● **Given problem**: Return every line below that contains the word "silhouette".
——————
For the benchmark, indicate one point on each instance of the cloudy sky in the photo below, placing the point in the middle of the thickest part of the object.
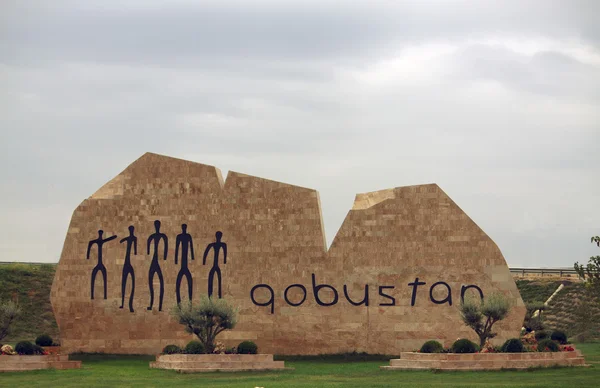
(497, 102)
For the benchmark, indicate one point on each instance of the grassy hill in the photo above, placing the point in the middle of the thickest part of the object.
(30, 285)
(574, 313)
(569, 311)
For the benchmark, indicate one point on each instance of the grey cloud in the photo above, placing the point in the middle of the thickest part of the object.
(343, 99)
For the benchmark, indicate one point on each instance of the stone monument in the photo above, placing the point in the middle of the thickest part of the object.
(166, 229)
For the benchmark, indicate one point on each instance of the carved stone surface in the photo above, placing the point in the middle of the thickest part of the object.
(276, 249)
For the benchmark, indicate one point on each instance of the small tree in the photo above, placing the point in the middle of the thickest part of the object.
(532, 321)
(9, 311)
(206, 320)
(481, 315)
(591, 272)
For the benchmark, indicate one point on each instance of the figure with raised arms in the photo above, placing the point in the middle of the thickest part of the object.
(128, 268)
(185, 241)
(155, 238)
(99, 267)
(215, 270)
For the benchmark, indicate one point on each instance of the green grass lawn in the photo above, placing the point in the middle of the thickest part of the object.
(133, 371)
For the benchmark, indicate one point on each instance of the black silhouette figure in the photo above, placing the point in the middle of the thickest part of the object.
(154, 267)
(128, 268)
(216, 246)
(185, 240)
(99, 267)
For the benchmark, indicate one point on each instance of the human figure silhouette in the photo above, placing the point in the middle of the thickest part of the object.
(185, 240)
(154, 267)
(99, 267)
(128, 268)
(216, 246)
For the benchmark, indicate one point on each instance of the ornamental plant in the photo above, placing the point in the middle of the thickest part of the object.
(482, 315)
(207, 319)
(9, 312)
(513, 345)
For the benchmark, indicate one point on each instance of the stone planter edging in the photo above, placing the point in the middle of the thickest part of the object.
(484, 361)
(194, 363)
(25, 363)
——————
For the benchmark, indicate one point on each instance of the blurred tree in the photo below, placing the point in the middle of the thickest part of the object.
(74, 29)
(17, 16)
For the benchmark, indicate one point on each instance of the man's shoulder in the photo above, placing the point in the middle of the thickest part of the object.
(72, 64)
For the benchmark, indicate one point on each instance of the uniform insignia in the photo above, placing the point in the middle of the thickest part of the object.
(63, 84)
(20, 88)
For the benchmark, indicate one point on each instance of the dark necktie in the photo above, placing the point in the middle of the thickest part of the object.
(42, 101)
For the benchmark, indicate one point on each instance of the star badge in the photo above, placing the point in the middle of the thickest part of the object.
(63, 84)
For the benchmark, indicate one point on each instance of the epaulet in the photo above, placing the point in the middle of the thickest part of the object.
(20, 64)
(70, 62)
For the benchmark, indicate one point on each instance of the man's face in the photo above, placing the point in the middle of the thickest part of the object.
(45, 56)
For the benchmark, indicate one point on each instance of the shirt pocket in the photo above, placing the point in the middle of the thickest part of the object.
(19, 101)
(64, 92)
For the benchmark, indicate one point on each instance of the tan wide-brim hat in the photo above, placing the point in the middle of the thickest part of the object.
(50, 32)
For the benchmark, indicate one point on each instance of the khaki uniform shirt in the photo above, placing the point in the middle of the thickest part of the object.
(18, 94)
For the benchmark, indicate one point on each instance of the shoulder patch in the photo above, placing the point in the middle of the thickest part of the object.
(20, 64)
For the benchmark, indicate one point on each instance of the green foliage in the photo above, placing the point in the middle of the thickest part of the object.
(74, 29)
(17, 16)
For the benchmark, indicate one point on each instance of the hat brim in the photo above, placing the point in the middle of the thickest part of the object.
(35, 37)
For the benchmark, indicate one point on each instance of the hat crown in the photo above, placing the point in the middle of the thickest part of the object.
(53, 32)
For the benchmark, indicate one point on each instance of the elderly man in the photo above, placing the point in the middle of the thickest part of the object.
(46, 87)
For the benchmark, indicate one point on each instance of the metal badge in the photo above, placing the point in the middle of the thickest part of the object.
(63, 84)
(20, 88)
——————
● **Solution for this task**:
For the benchmark, indicate one point on each instance of the black silhouette figure in the photo above, placing the point in the middle of the thickest part of the object.
For the benchmark, indicate one point on each instance of the human figure silhouette in the photo above, placing the point in the middle of the thickest part of the object.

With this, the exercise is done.